**PROMPT:**
Repeat the entries exactly as they are written.
··· ENTRIES SHOWN
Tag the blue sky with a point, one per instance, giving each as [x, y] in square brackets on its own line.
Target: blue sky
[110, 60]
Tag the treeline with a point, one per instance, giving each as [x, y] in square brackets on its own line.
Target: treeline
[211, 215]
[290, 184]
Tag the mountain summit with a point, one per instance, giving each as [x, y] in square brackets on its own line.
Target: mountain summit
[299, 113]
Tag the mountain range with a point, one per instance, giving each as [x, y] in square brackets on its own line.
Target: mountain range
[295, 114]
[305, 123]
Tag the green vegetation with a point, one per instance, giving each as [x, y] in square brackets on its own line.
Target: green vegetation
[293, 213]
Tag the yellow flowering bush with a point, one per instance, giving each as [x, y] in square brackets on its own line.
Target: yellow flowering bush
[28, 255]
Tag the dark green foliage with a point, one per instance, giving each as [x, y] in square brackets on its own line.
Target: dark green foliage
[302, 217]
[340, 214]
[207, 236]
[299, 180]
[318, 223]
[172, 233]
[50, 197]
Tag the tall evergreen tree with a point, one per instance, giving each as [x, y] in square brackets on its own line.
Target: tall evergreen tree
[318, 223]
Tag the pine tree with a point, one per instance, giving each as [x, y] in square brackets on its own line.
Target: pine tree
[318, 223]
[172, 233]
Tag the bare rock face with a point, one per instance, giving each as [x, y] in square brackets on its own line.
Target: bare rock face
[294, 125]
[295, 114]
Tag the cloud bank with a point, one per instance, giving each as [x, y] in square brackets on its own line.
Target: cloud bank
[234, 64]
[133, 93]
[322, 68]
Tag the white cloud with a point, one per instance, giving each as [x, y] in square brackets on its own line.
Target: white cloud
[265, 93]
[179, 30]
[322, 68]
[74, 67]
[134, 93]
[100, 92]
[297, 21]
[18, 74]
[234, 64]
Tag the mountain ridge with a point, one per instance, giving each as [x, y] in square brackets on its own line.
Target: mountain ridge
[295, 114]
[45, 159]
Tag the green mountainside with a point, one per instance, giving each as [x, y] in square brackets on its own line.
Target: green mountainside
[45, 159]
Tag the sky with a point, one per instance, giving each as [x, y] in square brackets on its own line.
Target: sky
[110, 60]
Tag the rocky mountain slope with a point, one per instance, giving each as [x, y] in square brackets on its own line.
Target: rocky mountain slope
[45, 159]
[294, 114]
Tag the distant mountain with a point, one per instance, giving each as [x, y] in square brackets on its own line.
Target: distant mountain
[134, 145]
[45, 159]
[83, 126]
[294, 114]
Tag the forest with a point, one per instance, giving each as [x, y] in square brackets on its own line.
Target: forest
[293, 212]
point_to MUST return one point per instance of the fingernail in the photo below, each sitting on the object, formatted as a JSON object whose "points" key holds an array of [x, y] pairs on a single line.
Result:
······
**RESULT:**
Tag the blue sky with a point, one per instance, giving each as [x, y] in square brackets on its own line.
Target: blue sky
[110, 60]
Tag the treeline with a point, one per instance, giving each as [x, y] in square brackets on its own line.
Target: treeline
[211, 215]
[290, 184]
Tag the mountain summit with a point, one per instance, giving each as [x, y] in square brackets on its own line.
Target: mountain summit
[299, 113]
Tag the mountain range with a point, one per instance, giving each as [x, y] in square brackets on its own line.
Target: mountain range
[295, 114]
[305, 123]
Tag the green vegetation with a point, one per instance, giving each as [x, y] in square brackets on its own line.
Target: green vegetation
[293, 213]
Tag the yellow flowering bush with a point, one per instance, giving each as [x, y] in square brackets on its own line.
Target: yellow flowering bush
[28, 255]
Tag the dark green foliage with a point, one per instance, giving each as [x, y] in square brackets on its own line.
Target: dark green foliage
[302, 217]
[340, 214]
[207, 236]
[299, 180]
[318, 223]
[172, 233]
[50, 197]
Tag the tall evergreen tree with a point, one per instance, giving each as [x, y] in square brackets on its own line.
Target: tall evergreen tree
[318, 223]
Tag the pine tree with a point, one per instance, giving each as [x, y] in square brackets on its own line.
Target: pine tree
[318, 223]
[172, 233]
Tag the bare rock face with a point, one per instance, giving each as [x, y] in square brackets on its own line.
Target: bare rock face
[294, 125]
[295, 114]
Tag the cloud bank with a point, one per instance, giving each as [x, y] in square brackets on its own line.
Target: cloud bank
[234, 64]
[133, 93]
[322, 68]
Tag the white cloud with a point, one per instance, giving each as [x, y] in square brackets on its own line.
Target: white cloud
[265, 93]
[179, 30]
[322, 68]
[74, 67]
[134, 93]
[100, 92]
[297, 21]
[18, 74]
[234, 64]
Tag the mountain ridge with a point, one per instance, giving each as [x, y] in square brackets on its own line.
Target: mountain ridge
[295, 114]
[45, 159]
Tag the green mountainside with a point, one per instance, giving each as [x, y] in square brackets on its own line.
Target: green mountainside
[45, 159]
Tag the sky with a point, one per instance, giving each as [x, y] in square brackets on its own line.
Target: sky
[110, 60]
Tag the rocky mountain slope with a point, one per instance, giving each as [x, y] in square brackets on its own line.
Target: rocky mountain slope
[45, 159]
[294, 114]
Tag the distant mountain with a point, one per instance, giving each as [x, y] in square brackets on its own line.
Target: distant mountain
[134, 145]
[45, 159]
[83, 126]
[294, 114]
Tag the forest with a point, one per instance, giving each as [x, y] in square brackets on its own line.
Target: forest
[293, 212]
point_to MUST return one point per instance of the fingernail in the photo below, each sitting on the object, formatted as a JSON object whose "points" key holds an array of [x, y] pairs on a single line.
Result:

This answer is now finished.